Given information below:

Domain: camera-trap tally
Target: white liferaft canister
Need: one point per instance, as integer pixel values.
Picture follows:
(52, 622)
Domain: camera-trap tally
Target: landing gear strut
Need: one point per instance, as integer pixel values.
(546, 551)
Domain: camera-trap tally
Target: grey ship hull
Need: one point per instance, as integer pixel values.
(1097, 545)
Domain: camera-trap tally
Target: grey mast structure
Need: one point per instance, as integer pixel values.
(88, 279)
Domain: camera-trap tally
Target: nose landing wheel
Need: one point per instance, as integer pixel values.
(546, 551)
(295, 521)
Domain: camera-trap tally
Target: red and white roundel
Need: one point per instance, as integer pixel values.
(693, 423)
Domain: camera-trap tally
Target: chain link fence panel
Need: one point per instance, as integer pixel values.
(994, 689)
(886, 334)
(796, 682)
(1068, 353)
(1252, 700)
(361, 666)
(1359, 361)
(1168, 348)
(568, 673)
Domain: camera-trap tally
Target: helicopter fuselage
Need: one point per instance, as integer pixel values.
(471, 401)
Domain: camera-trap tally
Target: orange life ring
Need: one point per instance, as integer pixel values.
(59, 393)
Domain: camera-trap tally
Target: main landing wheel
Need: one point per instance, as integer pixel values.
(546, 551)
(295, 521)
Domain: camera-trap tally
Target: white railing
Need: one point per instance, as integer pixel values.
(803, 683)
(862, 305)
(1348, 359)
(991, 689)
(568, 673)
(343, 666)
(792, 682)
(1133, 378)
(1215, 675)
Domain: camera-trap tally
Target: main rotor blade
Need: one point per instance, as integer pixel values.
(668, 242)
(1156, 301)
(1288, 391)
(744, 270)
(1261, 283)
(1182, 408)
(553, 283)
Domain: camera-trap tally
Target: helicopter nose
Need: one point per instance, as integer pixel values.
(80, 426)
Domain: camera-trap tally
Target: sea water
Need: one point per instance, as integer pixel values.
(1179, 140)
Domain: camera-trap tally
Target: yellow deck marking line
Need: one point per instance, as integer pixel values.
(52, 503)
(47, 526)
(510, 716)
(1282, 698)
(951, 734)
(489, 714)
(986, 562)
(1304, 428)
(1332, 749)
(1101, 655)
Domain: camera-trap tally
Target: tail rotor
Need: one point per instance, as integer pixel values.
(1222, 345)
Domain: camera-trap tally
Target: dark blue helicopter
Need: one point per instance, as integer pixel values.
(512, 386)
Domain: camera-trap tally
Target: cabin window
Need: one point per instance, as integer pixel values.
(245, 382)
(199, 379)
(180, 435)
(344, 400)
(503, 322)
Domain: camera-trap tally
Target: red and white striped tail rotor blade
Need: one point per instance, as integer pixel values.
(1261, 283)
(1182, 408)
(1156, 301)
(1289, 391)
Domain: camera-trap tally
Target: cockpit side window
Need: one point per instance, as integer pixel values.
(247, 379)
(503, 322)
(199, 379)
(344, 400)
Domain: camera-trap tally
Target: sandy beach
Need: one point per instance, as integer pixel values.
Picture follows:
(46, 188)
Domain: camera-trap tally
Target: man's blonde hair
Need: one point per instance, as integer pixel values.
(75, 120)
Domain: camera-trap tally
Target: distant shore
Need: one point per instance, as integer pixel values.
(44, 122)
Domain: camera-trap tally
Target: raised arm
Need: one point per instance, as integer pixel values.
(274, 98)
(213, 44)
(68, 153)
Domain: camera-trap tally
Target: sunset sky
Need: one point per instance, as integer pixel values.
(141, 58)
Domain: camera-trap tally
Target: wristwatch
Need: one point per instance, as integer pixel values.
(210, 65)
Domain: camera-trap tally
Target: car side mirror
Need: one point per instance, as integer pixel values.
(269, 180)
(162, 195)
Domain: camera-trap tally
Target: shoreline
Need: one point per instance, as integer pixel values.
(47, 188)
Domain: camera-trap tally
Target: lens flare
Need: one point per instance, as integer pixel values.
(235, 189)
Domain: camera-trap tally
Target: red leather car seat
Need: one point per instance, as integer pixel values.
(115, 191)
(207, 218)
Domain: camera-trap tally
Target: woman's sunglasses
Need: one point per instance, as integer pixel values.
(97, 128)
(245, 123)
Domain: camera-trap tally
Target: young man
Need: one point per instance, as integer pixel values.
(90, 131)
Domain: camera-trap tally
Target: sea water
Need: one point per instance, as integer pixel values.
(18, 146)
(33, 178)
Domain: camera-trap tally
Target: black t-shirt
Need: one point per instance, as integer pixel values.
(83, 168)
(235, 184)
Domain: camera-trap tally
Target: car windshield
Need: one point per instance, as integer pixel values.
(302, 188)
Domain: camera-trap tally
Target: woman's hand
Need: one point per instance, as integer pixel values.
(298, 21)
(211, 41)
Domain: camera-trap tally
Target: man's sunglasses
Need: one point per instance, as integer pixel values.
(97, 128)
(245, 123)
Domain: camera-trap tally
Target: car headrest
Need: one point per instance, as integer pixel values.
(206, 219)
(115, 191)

End of Given information.

### Task item
Set down each entry from above once more, exactly as written.

### Output for this task
Domain: camera-trap tally
Target: white liferaft canister
Need: one point per instance, as integer pixel values.
Picture follows:
(52, 622)
Domain: camera-trap tally
Target: landing gear strut
Need: one point per instance, as integer pixel values.
(546, 551)
Domain: camera-trap tally
Target: grey ship hull
Need: one point per instance, as integer pixel values.
(1097, 545)
Domain: camera-trap tally
Target: grey mast structure
Need: one point per instance, as integer pixel values.
(88, 279)
Domain: camera-trap tally
Target: nose landing wheel
Need: one point per instance, as integer pixel values.
(546, 551)
(295, 521)
Domain: camera-trap tally
Target: red and white roundel
Need: one point per instance, as integer pixel values.
(693, 423)
Domain: camera-trap tally
Target: chain link fence panel
Need: one point per instance, as integer pixel values.
(994, 689)
(886, 334)
(796, 682)
(1068, 353)
(1252, 700)
(361, 666)
(1359, 361)
(1168, 348)
(568, 673)
Domain: camera-trap tally
Target: helicopter fuselage
Need: one point per instance, as integer pixel values.
(471, 401)
Domain: camera-trap tally
Target: orange life ring
Need: one point per instance, as integer pixel values.
(59, 393)
Domain: camera-trap tally
Target: main landing wheel
Need: one point per instance, as integer pixel values.
(546, 551)
(295, 521)
Domain: camera-trap tally
Target: white railing
Need: one point per instance, as integer pixel values.
(803, 683)
(862, 305)
(1348, 359)
(991, 689)
(568, 673)
(343, 666)
(792, 682)
(1133, 378)
(1215, 675)
Domain: camera-trap tally
Target: main rotor blade
Need: one point per instance, as integer pixel values.
(668, 242)
(1156, 301)
(1288, 391)
(744, 270)
(1261, 283)
(1182, 408)
(553, 283)
Domain: camera-trap tally
Target: helicopter nose
Need: one point per instance, as integer pixel values.
(80, 426)
Domain: camera-trap tally
Target: sea water
Need: one point per instance, as integer pixel values.
(1179, 140)
Domain: camera-trap tally
Target: yellow deck marking line
Need: one point per instance, as integer pixel values.
(52, 503)
(47, 526)
(510, 716)
(1282, 698)
(951, 734)
(489, 714)
(986, 562)
(1304, 428)
(1332, 749)
(1101, 655)
Domain: camera-trap tally
Target: tail rotor
Need: one point per instance, as integer pixel values.
(1222, 345)
Domain: camera-trap tally
Target: dark blue helicopter
Need: one point per instance, as integer pixel values.
(512, 386)
Domain: camera-trap tally
Target: cabin window
Need: one point per instance, as integer pixel values.
(245, 382)
(199, 379)
(180, 435)
(344, 400)
(503, 322)
Domain: camera-trap tally
Target: red and white striped tail rotor blade
Need: one point per instance, as integer pixel values.
(1261, 283)
(1182, 408)
(1156, 301)
(1289, 391)
Domain: camera-trap tally
Target: cockpit side window
Need: one point per instance, as integer pixel values.
(247, 379)
(503, 322)
(199, 379)
(344, 400)
Domain: camera-trap tally
Target: sandy beach
Need: one point per instance, as integer pixel values.
Picture follows:
(46, 188)
Domain: camera-trap tally
Target: man's blonde hair
Need: one point per instance, as integer pixel values.
(75, 120)
Domain: camera-trap tally
Target: distant shore
Need: one point per instance, as integer pixel values.
(44, 122)
Domain: camera-trap tally
Target: raised arm
Need: one point per instance, as integer pixel values.
(274, 98)
(213, 44)
(68, 153)
Domain: camera-trap tally
Target: sunset sky
Need: one point per instance, as integer pixel values.
(141, 58)
Domain: camera-trap tally
Target: wristwatch
Need: one point per instance, as integer pixel values.
(210, 65)
Domain: camera-trap tally
Target: car side mirror
Need: one point per instance, as integer pixel values.
(269, 180)
(162, 195)
Domain: camera-trap tally
Target: shoreline
Need: one point per instance, as integer pixel values.
(47, 188)
Domain: camera-trap tally
Target: lens flare
Need: one point per instance, as integer pixel values.
(235, 189)
Domain: camera-trap tally
Target: red leather car seat
Need: one point per instance, as integer pixel values.
(115, 191)
(207, 218)
Domain: camera-trap tally
Target: woman's sunglasses
Need: one point per instance, as integer pixel values.
(97, 128)
(245, 123)
Domain: camera-trap tally
Target: young man
Need: one point per instance, as integer pixel values.
(90, 131)
Domain: camera-trap tally
Target: sea water
Need: one point per instance, as integer pixel values.
(18, 146)
(33, 178)
Domain: camera-trap tally
Target: black t-shirt
Need: one point per instance, as integer pixel values.
(83, 168)
(235, 184)
Domain: camera-trap tally
Target: car windshield
Need: one point per instance, as integer pixel values.
(302, 188)
Domain: camera-trap tally
Target: woman's hand
Need: one point per instance, as integer pixel values.
(298, 21)
(211, 41)
Domain: camera-trap tally
Target: man's sunglasses
Need: one point per instance, as integer pixel values.
(97, 128)
(245, 123)
Domain: camera-trap tally
Target: car headrest
Need: one point per instance, as integer pixel values.
(206, 219)
(115, 191)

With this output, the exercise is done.